[Data to use]

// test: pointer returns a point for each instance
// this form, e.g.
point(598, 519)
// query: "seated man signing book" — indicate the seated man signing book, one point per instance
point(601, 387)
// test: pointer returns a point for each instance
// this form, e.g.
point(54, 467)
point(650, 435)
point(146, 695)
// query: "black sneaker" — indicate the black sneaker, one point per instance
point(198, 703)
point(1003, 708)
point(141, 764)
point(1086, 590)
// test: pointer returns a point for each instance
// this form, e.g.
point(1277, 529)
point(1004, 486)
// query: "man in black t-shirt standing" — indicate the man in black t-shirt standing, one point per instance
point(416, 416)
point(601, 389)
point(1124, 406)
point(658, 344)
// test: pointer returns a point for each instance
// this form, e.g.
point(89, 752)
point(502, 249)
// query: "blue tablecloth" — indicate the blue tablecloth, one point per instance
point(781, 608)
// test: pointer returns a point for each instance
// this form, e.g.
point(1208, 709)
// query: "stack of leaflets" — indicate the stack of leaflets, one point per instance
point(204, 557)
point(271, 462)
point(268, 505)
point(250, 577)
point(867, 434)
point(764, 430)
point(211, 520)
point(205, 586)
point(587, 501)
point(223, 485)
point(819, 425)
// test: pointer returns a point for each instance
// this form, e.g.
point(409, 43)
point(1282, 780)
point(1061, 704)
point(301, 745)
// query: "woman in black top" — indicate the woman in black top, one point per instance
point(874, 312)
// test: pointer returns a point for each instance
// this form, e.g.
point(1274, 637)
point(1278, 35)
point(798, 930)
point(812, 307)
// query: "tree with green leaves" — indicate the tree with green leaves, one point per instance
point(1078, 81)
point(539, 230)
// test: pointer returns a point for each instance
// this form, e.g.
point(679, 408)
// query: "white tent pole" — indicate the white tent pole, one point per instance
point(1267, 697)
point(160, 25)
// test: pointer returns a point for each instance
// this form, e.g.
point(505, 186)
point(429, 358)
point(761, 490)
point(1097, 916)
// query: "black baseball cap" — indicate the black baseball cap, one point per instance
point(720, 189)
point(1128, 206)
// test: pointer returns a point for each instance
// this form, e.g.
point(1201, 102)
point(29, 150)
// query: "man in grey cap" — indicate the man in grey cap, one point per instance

[/Data to use]

**What you have to do**. Reproduce the data above in full. Leave nothing out.

**Answer to this problem**.
// test: pointer returns a point for each instance
// this form, e.g.
point(598, 519)
// query: "seated man signing book" — indicate the seated man signing book, one point per instance
point(601, 387)
// test: pointer returns a point for each instance
// this form, e.g.
point(54, 467)
point(650, 435)
point(146, 695)
// query: "black sneaker" — indicate the black sneaker, one point per instance
point(198, 703)
point(1003, 708)
point(141, 764)
point(1086, 590)
// test: pointer returns a point for each instance
// this form, e.g.
point(1277, 529)
point(1004, 486)
// query: "man in black t-shirt standing" — indicate the man in black t-shirt standing, one point per instance
point(416, 416)
point(601, 389)
point(1124, 406)
point(658, 344)
// test: pointer returns a point for each instance
// this form, e.g.
point(89, 752)
point(502, 249)
// query: "blue tablecloth" — indicate the blue tablecloth, one point per instance
point(781, 608)
// test: pointer returns a point for each instance
// this form, e.g.
point(1208, 709)
// query: "stack of leaflets" — indicate the stack of leaflets, one point per instance
point(204, 557)
point(271, 462)
point(268, 505)
point(250, 577)
point(867, 434)
point(764, 430)
point(211, 520)
point(205, 586)
point(587, 501)
point(223, 485)
point(819, 425)
// test: pointer returns a point for each instance
// this form, e.g.
point(409, 43)
point(1282, 780)
point(1061, 704)
point(301, 745)
// query: "woman in black top" — indicate the woman in black top, one point per instance
point(874, 312)
// test: pointer returns a point for each instance
// this form, e.g.
point(1274, 637)
point(1278, 35)
point(798, 930)
point(812, 307)
// query: "tree with green leaves" — indicate the tree with green leaves, one point per instance
point(1078, 81)
point(539, 230)
// test: pointer returns a point for each instance
// this form, e.g.
point(679, 408)
// query: "white tent pole" — indicate the white tent pole, one point per instance
point(1267, 697)
point(160, 25)
// test: pointer returns a point for each instance
// this form, e.g.
point(505, 186)
point(429, 358)
point(761, 490)
point(1097, 916)
// query: "black baseball cap" — indicate the black baseball cap, one point per instance
point(720, 189)
point(1128, 206)
// test: pointer returns a point for each instance
// this form, e.g.
point(1201, 102)
point(29, 150)
// query: "man in grey cap" — indicate the man in grey cap, one point per instance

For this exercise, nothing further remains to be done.